TEXTE SOURCE:

####

François Debluë reçoit, ce samedi 5 octobre à Ropraz, le Prix Edouard-Rod pour l'ensemble de son œuvre..
En Suisse romande, le nom de François Debluë, autant que celui de son oncle Henri, est associé pour le grand public à la Fête des Vignerons. Henri Debluë, lettré vaudois à faconde, signa le livret de l’édition quasi mythique de 1977. Son neveu François, plus discret et secret, lui fut pourtant un digne successeur en 1999. Mais l’auteur des Saisons d’Arlevin n’aime point trop être confiné dans ce seul rôle, pas plus qu’on ne l’imagine se «ranger» au lendemain de sa retraite de quelque trente-sept ans d’enseignement, alors qu’il vient de publier deux nouveaux livres et qu’il débarque d’un séjour en Chine où il était convié à la sortie de la traduction de sa Conversation avec Rembrandt.
« Vertigineux ! », s’exclame-t-il. «Voilà le mot qui m’est venu à l’esprit et que je me suis gardé de dire tout haut, durant ce voyage trop bref mais si dense et intense, où il m’a semblé vivre deux temps à la fois : celui de la Chine immémoriale et celui du géant qui se réveille la tête couverte de grues… »
Le Temps, le Temps qui nous traverse et nous relie à nos origines, tout en marquant la borne ultime de notre fin : tel est le thème majeur qui court à travers tous les livres de François Debluë, d’un premier recueil intitulé Travail du Temps à son dernier ouvrage, De la mort prochaine, tout pétri d’une méditation sur la fuite et les traces du Temps, sublimée par la musique des mots.

####

JEU DE DONNÉES:
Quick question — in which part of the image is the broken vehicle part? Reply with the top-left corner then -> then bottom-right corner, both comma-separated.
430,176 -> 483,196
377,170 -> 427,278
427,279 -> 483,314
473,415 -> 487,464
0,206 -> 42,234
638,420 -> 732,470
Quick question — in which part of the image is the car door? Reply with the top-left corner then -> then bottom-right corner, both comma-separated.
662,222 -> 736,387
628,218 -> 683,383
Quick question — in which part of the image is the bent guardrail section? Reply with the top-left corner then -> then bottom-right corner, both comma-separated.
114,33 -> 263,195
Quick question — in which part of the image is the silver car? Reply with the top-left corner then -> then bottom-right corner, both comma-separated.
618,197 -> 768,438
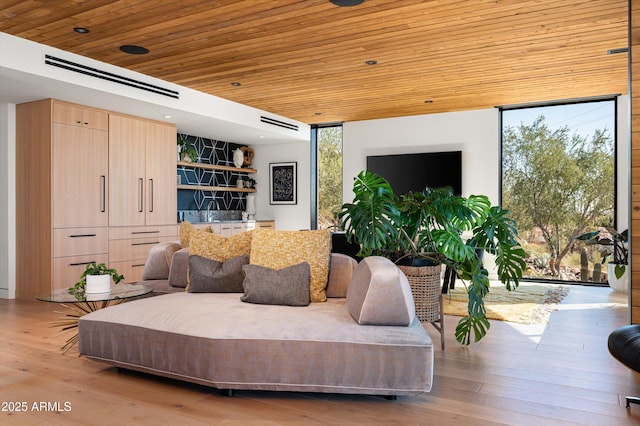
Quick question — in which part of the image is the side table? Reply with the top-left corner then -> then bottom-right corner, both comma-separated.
36,284 -> 153,353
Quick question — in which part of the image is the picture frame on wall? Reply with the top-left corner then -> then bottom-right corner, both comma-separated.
269,161 -> 298,204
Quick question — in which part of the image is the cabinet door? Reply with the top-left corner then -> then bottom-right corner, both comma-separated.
145,122 -> 178,225
109,114 -> 146,226
52,123 -> 109,228
53,102 -> 109,130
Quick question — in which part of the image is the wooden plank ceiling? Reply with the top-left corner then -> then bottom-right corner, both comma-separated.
0,0 -> 628,123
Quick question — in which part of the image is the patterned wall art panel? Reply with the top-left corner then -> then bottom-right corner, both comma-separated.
178,134 -> 248,210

####

OBJECTIFS:
• a. Dans le texte source, résumez plus brièvement le paragraphe qui commence par « En Suisse romande, le nom de François Debluë » en conservant ses faits principaux.
• b. Traduisez en anglais cette phrase du texte source : « Henri Debluë, lettré vaudois à faconde, signa le livret de l'édition quasi mythique de 1977. »

RÉPONSES:
• a. Pour le grand public romand, François Debluë est associé à la Fête des Vignerons, tout comme son oncle Henri. Henri a écrit le livret de l'édition de 1977 et François lui a succédé en 1999. L'auteur des Saisons d'Arlevin refuse pourtant d'être réduit à ce rôle. On ne l'imagine pas non plus se « ranger » après sa retraite, au terme d'environ trente-sept ans d'enseignement. Il vient en effet de publier deux nouveaux livres et rentre de Chine, où il était invité pour la sortie de la traduction de sa Conversation avec Rembrandt.

• b. Henri Debluë, a loquacious man of letters from Vaud, wrote the libretto for the almost legendary 1977 edition.